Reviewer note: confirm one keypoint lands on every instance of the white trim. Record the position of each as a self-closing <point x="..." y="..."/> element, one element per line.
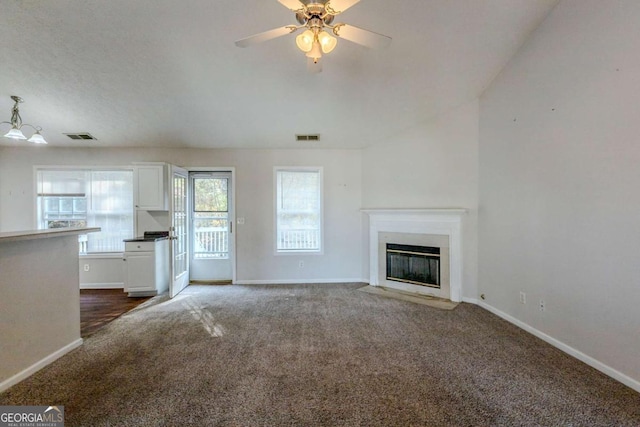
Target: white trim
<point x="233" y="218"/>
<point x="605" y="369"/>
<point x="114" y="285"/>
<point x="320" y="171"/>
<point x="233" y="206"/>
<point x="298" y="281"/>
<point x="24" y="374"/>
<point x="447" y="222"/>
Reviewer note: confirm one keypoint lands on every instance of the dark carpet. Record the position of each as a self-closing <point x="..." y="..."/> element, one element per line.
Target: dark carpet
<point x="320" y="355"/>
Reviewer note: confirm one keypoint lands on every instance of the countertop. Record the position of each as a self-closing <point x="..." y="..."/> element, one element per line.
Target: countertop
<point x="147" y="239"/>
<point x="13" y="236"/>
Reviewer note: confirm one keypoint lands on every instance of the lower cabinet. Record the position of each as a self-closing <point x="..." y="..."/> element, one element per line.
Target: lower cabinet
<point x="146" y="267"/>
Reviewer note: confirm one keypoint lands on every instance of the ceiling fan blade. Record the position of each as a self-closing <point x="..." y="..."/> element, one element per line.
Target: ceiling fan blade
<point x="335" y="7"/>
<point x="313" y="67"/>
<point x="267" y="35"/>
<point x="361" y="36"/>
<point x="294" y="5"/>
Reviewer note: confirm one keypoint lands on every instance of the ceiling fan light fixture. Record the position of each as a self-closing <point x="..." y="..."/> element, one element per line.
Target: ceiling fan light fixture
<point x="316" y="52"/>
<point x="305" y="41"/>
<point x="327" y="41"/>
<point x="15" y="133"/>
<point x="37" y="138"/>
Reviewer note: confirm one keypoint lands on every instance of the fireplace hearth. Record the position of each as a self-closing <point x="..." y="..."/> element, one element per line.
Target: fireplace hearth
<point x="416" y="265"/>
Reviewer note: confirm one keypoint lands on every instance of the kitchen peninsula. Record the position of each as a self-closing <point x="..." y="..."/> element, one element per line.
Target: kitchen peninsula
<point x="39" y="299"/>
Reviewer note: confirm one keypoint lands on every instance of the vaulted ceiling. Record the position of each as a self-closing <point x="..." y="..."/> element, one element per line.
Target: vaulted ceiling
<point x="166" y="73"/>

+---+

__TASK__. Please reproduce the listing above word for word, leaving out the pictures.

__CORRECT ANSWER__.
Reviewer note: confirm one keypoint lands on every instance of the white trim. Record the position of each as a self-closing <point x="..." y="..."/> element, one element per line.
Target: white trim
<point x="233" y="218"/>
<point x="605" y="369"/>
<point x="114" y="285"/>
<point x="320" y="171"/>
<point x="233" y="206"/>
<point x="298" y="281"/>
<point x="24" y="374"/>
<point x="447" y="222"/>
Reviewer note: confirm one keypoint lands on every instance of the dark carpet. Record the position of each as a self-closing <point x="..." y="..."/> element, one element per line.
Target: dark carpet
<point x="320" y="355"/>
Reviewer note: confirm one keypoint lands on every instance of the countertop. Record the position of each as a self-closing <point x="..." y="..."/> element, one element per line.
Target: countertop
<point x="147" y="239"/>
<point x="13" y="236"/>
Reviewer note: confirm one keypoint lands on every instance of the lower cabinet. Record the position of each as a self-closing <point x="..." y="..."/> element, one element per line.
Target: lower cabinet
<point x="146" y="267"/>
Reviewer note: confirm one keypoint lands on every instance of the ceiling fan blade. Record the position of each as a self-closing <point x="..." y="..."/> element, one element per line.
Target: ceiling fan blade
<point x="335" y="7"/>
<point x="313" y="67"/>
<point x="267" y="35"/>
<point x="361" y="36"/>
<point x="294" y="5"/>
Reviewer note: confirm one keypoint lands on every instance of the ceiling fan light fixture. Record the position of each as a self-closing <point x="..." y="..."/> element, one element per line.
Target: ceiling fan light fixture
<point x="316" y="52"/>
<point x="305" y="41"/>
<point x="327" y="41"/>
<point x="15" y="133"/>
<point x="37" y="138"/>
Reviewer note: confirm one keypoint lands on every instance of the fireplace hearth. Record the position of each as a self-closing <point x="..." y="..."/> element, one element per line.
Target: fireplace hearth
<point x="416" y="265"/>
Reviewer note: confirm one keypoint lands on every instance of the kitchen peninsula. Record the position of each as a self-closing <point x="..." y="..."/> element, one element per line.
Target: kitchen peninsula
<point x="39" y="299"/>
Reviewer note: confirm one keypoint lands on every instance of the vaulted ceiling. Record the position of each as a self-closing <point x="..." y="..."/> element, one element per line.
Target: vaulted ceiling
<point x="166" y="73"/>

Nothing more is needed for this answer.